How to Measure Success
- HOW DO YOU TRACK CUSTOMER LOYALTY AND CHANGING MEDIA PREFERENCES?
- HOW DO WE KEEP PACE WITH CHANGES IN THE MARKETPLACE, AFFECTING COST AND REVENUE?
- HOW DO WE IDENTIFY PROCESSES AND PROCEDURES THAT MUST BE CHANGED?
In a time of limited resources a strategy allows you to prioritize the various tactics and initiatives you are considering implementing. Since no path is straight-forward, you will most likely need to make mid-course corrections when you encounter roadblocks as you implement the new strategy. So you will need to put in place a system of measurements that allows everyone in your news organization to know whether progress is being made and how they, individually, can contribute to the change.
As the book, Saving Community Journalism: The Path to Profitability, points out, the Internet has destroyed the traditional business models of newspapers in three ways. It has attacked first the cost side, and then quickly siphoned off the readers and advertisers that provide the revenue that supports your news operation. In order to survive and thrive, newspapers need to re-invent their cost structure, even as they transition with their readers and advertisers to a multi-platform, digital future.

Things to do
(a) Report each line of the records below that contains the string "ceiling", treating uppercase and lowercase as different.
(b) Pick up the piece on measuring newspaper success after its last sentence and continue it.

(Raw records)
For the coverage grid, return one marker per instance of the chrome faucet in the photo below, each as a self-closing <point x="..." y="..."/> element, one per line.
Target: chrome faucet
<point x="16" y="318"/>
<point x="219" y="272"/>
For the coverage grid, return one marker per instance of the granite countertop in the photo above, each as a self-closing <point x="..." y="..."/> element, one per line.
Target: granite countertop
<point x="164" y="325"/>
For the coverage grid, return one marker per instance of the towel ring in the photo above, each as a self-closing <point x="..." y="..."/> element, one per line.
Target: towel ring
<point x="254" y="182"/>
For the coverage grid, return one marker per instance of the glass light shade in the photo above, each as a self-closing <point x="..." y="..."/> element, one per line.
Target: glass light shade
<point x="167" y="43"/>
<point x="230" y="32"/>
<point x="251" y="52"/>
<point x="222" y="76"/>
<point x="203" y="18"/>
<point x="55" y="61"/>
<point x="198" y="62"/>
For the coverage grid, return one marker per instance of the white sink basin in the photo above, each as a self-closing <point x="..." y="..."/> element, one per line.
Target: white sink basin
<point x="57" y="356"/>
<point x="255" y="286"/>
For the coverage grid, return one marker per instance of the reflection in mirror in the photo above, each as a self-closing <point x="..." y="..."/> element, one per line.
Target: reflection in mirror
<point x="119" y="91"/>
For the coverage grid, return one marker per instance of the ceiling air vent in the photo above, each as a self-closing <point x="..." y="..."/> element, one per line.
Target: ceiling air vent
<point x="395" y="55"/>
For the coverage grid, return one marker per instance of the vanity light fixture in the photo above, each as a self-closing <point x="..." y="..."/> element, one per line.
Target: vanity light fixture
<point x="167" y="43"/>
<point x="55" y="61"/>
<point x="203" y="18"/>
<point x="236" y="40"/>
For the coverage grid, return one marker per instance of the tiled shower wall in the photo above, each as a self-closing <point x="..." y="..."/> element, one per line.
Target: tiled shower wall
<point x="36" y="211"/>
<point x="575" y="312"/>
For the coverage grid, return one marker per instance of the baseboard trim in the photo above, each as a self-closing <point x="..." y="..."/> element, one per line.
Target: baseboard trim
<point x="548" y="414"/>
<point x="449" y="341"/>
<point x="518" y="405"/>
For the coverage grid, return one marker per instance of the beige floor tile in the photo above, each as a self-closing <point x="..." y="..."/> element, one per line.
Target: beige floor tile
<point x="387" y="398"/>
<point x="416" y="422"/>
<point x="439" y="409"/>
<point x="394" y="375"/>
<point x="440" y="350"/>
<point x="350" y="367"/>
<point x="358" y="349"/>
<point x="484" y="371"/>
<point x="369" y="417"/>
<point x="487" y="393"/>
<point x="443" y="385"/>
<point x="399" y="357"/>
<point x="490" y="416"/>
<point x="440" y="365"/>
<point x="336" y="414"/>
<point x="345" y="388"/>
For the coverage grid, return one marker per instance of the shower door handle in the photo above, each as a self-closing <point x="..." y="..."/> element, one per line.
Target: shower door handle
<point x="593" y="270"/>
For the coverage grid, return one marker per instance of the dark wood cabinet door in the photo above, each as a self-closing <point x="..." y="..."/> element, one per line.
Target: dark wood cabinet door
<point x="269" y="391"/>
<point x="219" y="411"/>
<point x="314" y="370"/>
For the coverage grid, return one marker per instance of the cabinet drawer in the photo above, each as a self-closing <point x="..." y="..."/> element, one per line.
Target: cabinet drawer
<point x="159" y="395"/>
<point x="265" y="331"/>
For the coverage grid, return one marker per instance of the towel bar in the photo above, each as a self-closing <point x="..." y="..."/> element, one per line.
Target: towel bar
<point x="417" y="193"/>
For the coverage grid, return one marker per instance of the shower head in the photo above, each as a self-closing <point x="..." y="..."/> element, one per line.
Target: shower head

Answers below
(a)
For the coverage grid, return one marker per instance of the ceiling air vent in the photo above, each as a self-closing <point x="..." y="..."/> element, one per line.
Target: ceiling air vent

(b)
This means that in order to survive and thrive, community newspapers must employ three strategies simultaneously. As a publisher, you need to reduce costs associated with producing and distributing the physical paper so you can invest the savings in building loyal readership across multiple platforms (print, web, mobile, in-person events). This, then, allows your newspaper to aggressively pursue new sources of advertising revenue across the various platforms.
Building loyal readership is the critical link between reducing costs and aggressively pursuing new advertising revenue. As long as your newspaper remains tethered to the print edition, which accounts for the majority of costs and produces the vast majority of revenue, you cannot re-invent and renew the business model.
Since publishers must keep three plates spinning at all times, they need a system of monitoring progress that allows them to:This lessons explains three simple monitoring systems that can be put in place at even the smallest news organizations and can greatly inform your decision making. Call them “leading indicators” since they offer you advance warning on issues that might be brewing just below the surface and will affect your bottom line in future quarters.
How Do You Track Customer Loyalty and Changing Media Preferences?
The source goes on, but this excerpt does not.